> **TASK INSTRUCTIONS**
Answer these questions from the text on sampling in model development:
1. What kind of models does the text say were brought to 1.9?
2. How long does the text say no one wants to wait to see whether a model change will pass data tests?
3. What example does the text give of the completeness lost when a model is only sampled?

> **DOCUMENT SECTION**
####
What is the purpose of sampling? Some of us (a lot of us) have REALLY BIG DATA. The primary reason incremental models exist, and why we just did a ton of work to bring microbatch models to 1.9, is because we all deal with a lot of big, huge, mountainous datasets.

The problem is really big datasets result in really big models, and really big models are really painful to deal with when trying to develop quickly and iteratively. No one wants to wait 15 minutes to see whether the change they made to a model will pass data tests and result in sensible data.

Make development faster

How do we make development faster? Well, what if we simply don’t build the full model. After all, do we really need to run the entire model during development or CI? Probably not. If we simply want to ensure that valid data will be produced with our changes, then running only part of the model might be enough. That is, we can get away with just sampling it. Now sampling won’t be perfect since inherently we’ll only be producing a “sample” of a model, and thus we lose some guarantee on completeness. For example, it might be the case that not all joins will be satisfied and populated, and different sampling strategies are better/worse at this.
####
> **RECORD EXTRACTS**
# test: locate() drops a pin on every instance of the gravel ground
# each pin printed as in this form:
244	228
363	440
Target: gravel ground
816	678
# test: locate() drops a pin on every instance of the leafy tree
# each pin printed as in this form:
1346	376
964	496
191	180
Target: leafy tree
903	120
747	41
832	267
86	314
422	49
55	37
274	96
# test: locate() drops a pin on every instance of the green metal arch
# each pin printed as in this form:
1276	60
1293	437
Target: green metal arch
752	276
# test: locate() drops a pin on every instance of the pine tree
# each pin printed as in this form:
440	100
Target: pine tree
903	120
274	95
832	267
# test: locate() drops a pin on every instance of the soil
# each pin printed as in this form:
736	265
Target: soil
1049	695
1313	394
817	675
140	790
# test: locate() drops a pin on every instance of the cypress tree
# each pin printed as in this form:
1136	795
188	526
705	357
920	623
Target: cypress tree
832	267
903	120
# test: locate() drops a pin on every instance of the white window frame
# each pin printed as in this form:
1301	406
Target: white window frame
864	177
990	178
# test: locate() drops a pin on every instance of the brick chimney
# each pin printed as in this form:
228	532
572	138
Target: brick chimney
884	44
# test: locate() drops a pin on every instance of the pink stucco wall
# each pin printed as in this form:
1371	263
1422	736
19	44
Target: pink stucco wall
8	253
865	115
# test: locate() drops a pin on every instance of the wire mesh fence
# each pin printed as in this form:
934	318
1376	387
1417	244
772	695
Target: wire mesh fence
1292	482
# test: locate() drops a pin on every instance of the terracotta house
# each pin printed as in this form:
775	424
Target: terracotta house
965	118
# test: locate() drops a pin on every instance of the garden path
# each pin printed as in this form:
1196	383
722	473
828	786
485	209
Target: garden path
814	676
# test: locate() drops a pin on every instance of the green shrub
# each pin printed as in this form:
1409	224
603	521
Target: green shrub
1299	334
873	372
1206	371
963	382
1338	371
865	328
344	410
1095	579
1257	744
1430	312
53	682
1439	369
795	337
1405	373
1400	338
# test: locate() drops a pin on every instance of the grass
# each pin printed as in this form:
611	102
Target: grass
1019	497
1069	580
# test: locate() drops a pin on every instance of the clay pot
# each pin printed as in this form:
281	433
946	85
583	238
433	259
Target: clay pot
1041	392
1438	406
####
> **RESPONSE TO THE EXERCISE**
1. Microbatch models.
2. 15 minutes.
3. Not all joins might be satisfied and populated.